GIVEN PASSAGE |
# # #

Distributed implementation using mirrored strategy

juglab / cryoCARE_pip

PIP package of cryoCARE

BSD 3-Clause "New" or "Revised" License

25 stars 14 forks source link

Distributed implementation using mirrored strategy #35

Closed rdrighetto closed 1 year ago

rdrighetto commented 1 year ago

A simple multi-GPU implementation for training as described in #11

thorstenwagner commented 1 year ago

If @rdrighetto is happy with it, I think we can merge it :-) Could you maybe change README and add information how to use it?

rdrighetto commented 1 year ago

I updated README.md as instructed by @thorstenwagner but only now I realized that my instructions for multi-GPU usage are somewhat conflicting with @EuanPyle implementation of choosing the GPU ID. I've always assumed that setting CUDA_VISIBLE_DEVICES was the standard way of doing this.

Any suggestions on how to settle this?

EuanPyle commented 1 year ago

Hi Ricardo, I think you should be able to add multiple GPUs to the GPU ID field in the json, so it shouldn't conflict with any multiGPU implementation. I actually added the GPU ID function so external programs (in my case the RELION 5.0 tomography module) can easily specify GPU ID without running extra commands in the shell i.e. the RELION wrapper command would simply be able to specify GPU ID 0,1 and not run 1 line specifying GPU ID and then another running cryoCARE.

In any case, can both options co-exist? If users want to run the CUDA_VISIBLE_DEVICES way, it should still work, and GPU_ID field in the json is optional so that can just be ignored in the README. Hope I am making sense, not sure I am!

rdrighetto commented 1 year ago

Hi @EuanPyle , thanks a lot for the clarification!

I ran a few tests here and found the following:

The correct way of specifying multiple GPU IDs in the train_config.json file is the following: "gpu_id": [1,2] (this was not obvious to me, I had to try a few different ways)

# # #

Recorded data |
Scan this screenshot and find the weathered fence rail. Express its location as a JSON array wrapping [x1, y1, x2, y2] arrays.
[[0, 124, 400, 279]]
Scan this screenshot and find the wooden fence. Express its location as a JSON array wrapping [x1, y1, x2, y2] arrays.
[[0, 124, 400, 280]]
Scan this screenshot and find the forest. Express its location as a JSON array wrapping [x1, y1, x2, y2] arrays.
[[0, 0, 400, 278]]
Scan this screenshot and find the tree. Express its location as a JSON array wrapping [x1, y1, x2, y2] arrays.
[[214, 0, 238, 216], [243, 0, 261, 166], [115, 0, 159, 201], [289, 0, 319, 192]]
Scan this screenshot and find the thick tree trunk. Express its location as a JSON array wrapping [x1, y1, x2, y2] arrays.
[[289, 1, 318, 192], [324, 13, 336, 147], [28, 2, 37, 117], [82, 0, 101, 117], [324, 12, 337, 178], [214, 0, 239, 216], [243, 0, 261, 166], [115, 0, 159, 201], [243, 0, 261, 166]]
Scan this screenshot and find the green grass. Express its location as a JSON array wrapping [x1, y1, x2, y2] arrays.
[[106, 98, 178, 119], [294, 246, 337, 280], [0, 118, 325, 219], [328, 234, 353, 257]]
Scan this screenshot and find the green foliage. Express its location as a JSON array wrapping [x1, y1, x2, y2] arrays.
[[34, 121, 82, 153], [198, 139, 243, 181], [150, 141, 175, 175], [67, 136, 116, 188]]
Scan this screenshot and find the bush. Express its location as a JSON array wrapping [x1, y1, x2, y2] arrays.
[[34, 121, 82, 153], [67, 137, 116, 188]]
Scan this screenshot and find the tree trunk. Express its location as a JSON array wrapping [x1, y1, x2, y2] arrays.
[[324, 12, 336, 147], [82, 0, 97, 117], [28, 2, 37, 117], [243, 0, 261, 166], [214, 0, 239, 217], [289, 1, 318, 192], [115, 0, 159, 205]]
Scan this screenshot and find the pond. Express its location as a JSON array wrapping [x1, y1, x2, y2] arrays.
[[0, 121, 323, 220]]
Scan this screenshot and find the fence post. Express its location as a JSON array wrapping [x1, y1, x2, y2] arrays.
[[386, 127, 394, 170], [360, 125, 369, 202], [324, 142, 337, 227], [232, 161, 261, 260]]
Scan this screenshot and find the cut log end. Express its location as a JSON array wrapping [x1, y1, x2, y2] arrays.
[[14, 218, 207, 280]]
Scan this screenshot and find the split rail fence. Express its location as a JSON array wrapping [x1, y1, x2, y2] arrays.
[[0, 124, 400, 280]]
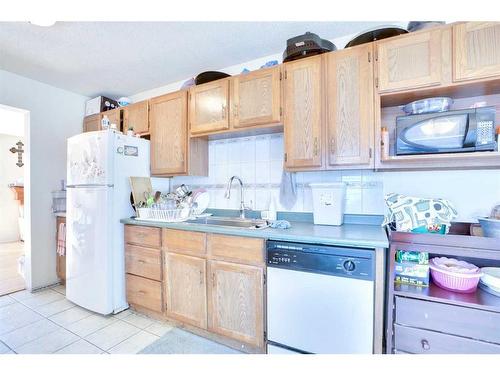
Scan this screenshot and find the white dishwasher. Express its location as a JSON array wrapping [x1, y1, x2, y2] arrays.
[[267, 241, 375, 354]]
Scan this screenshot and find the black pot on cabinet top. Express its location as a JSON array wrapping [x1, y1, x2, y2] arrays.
[[283, 32, 337, 62], [344, 26, 408, 48], [194, 71, 231, 85]]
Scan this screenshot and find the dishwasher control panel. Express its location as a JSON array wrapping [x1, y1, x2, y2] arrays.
[[267, 241, 374, 279]]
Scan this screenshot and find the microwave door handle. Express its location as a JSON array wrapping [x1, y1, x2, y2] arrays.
[[463, 111, 477, 148]]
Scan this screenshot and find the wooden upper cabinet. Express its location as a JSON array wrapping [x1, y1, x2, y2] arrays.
[[149, 91, 188, 175], [376, 27, 451, 92], [189, 79, 229, 134], [453, 22, 500, 81], [283, 55, 324, 169], [208, 261, 264, 348], [231, 66, 281, 128], [325, 44, 374, 167], [101, 108, 122, 130], [123, 100, 149, 134], [165, 253, 207, 328], [83, 113, 101, 133]]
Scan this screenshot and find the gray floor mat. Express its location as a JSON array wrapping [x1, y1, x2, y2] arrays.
[[140, 328, 243, 354]]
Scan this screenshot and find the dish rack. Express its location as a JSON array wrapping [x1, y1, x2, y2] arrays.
[[137, 207, 192, 223]]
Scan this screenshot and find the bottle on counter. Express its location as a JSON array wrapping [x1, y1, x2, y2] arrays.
[[101, 115, 109, 130], [380, 128, 389, 160], [495, 125, 500, 152], [267, 196, 278, 221]]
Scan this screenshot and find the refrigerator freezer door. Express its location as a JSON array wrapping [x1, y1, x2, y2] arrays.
[[67, 130, 115, 186], [66, 187, 114, 314]]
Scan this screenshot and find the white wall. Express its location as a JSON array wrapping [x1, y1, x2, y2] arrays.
[[0, 135, 24, 243], [0, 70, 88, 289], [131, 28, 500, 221]]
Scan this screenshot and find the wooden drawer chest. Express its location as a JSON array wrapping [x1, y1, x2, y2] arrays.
[[386, 223, 500, 354]]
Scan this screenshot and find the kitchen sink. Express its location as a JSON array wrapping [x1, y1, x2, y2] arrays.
[[186, 216, 269, 229]]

# # #

GOAL 1 |
Quote the cryoCARE multi-GPU thread, starting with "In any case, can" and going on through "for the clarification!".
GOAL 2 |
In the cryoCARE multi-GPU thread, which external program did EuanPyle add the GPU ID function for?
GOAL 3 |
Carry on the cryoCARE multi-GPU thread from its last sentence.

EXERCISE RESULT 1 |
In any case, can both options co-exist? If users want to run the CUDA_VISIBLE_DEVICES way, it should still work, and GPU_ID field in the json is optional so that can just be ignored in the README. Hope I am making sense, not sure I am!

rdrighetto commented 1 year ago

Hi @EuanPyle , thanks a lot for the clarification!

EXERCISE RESULT 2 |
The RELION 5.0 tomography module.

EXERCISE RESULT 3 |
CUDA_VISIBLE_DEVICES always takes precedence over "gpu_id". For a single GPU this is fine, but I get some funny behaviors when both specifiers are set with multiple GPU IDs. So I think it's safe to say that while both options are valid, they are mutually exclusive, and will document it as such.

I will update the README.md for my pull request later today.

Cheers, Ricardo

thorstenwagner commented 1 year ago

@rdrighetto : I see that you are quite active. Tell me when you are ready and I gonna merge it :-)

rdrighetto commented 1 year ago

OK, I did a few more tests. It runs fine on our cluster even when both options are set (with different numbers of GPUs specified in each, just for fun) and actually "gpu_id" takes precedence over CUDA_VISIBLE_DEVICES, not the other way around. So I think it should be good even if users specify both options by mistake (as in: it doesn't crash, and considers the "gpu_id" option correctly). I've also updated my branch to reflect the latest changes in the master branch upstream, so merging should be easy now. I think it's ready :-)

EuanPyle commented 1 year ago

Amazing, thanks Ricardo!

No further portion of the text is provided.